> _Description of the task_: Lines with "found": copy each one from the listing below.

### Records for processing

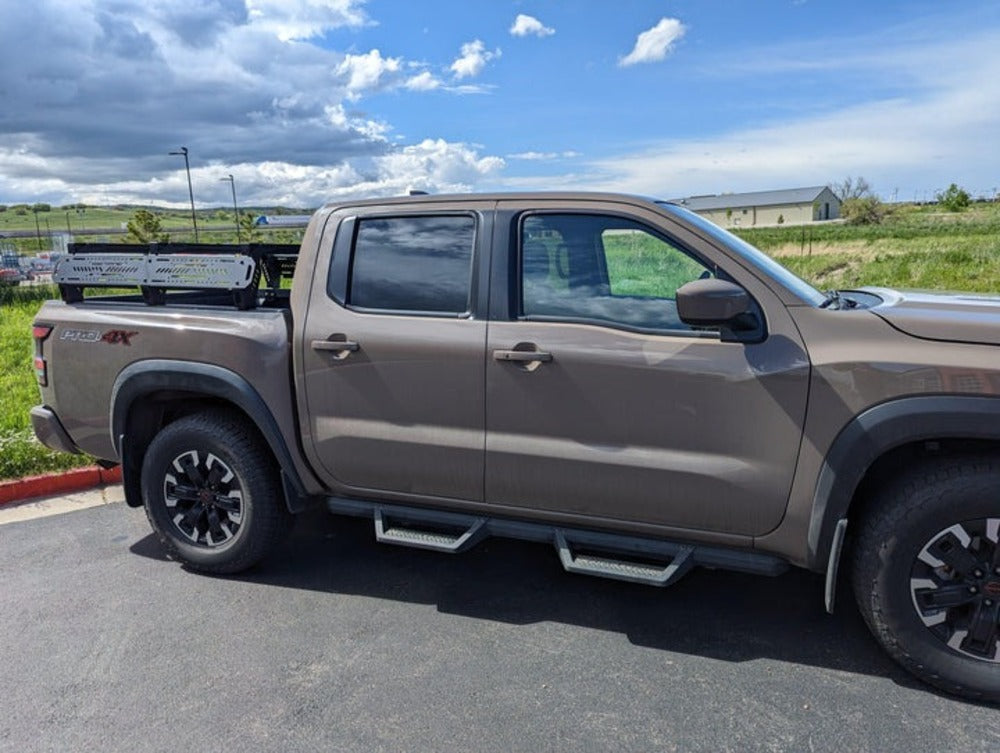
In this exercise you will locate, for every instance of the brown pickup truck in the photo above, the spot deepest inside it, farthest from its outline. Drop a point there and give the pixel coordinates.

######
### Records for processing

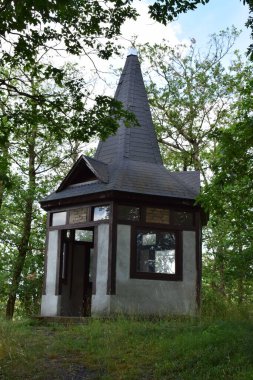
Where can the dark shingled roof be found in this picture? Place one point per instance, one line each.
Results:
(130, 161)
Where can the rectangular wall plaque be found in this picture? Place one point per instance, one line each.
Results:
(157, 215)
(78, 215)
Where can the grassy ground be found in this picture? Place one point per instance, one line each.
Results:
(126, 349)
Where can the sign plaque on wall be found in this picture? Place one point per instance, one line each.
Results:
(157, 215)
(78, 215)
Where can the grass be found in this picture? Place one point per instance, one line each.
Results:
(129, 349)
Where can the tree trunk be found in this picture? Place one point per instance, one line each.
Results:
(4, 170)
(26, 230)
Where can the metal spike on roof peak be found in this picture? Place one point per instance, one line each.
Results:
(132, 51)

######
### Records for processing

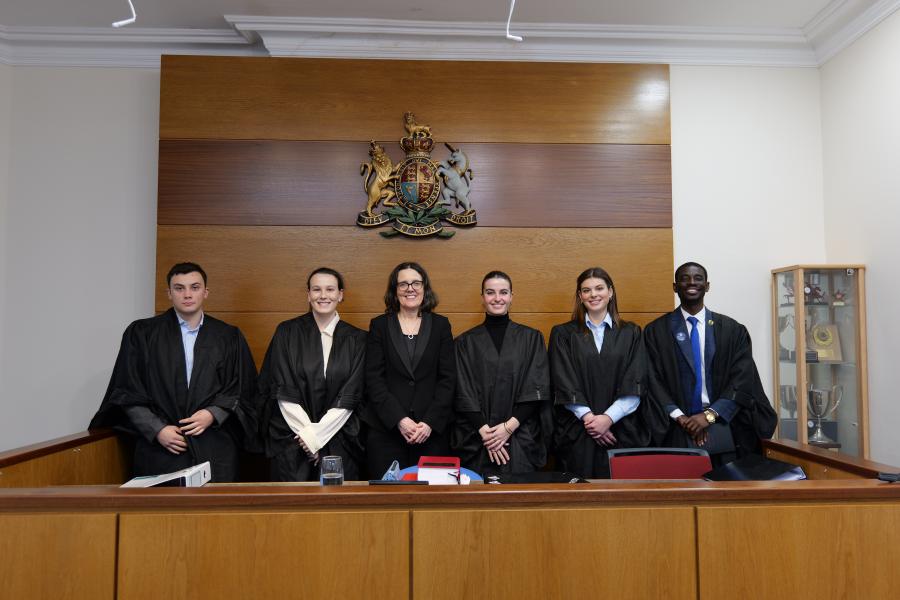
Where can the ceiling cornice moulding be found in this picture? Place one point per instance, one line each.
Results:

######

> _Task output_:
Where can the dark shingled roof be found in this picture? Place one point per instance, one line each.
Where can the rectangular wall plaque be found in this picture? Place one point per instance, one line each.
Where can the grassy ground be found in this picture? Place one point per instance, one line each.
Where can the sign plaque on wall be found in this picture? Place one point per instance, one line each.
Where can the grass be found in this picture? Place one point per instance, one line each.
Where can the tree trunk be found in this picture? Place one point per instance, one line each.
Where can the metal spike on roof peak be found in this picture? Place one point per instance, one line each.
Where can the ceiling cornice moulding be found in this picture? Place one point per instance, one line each.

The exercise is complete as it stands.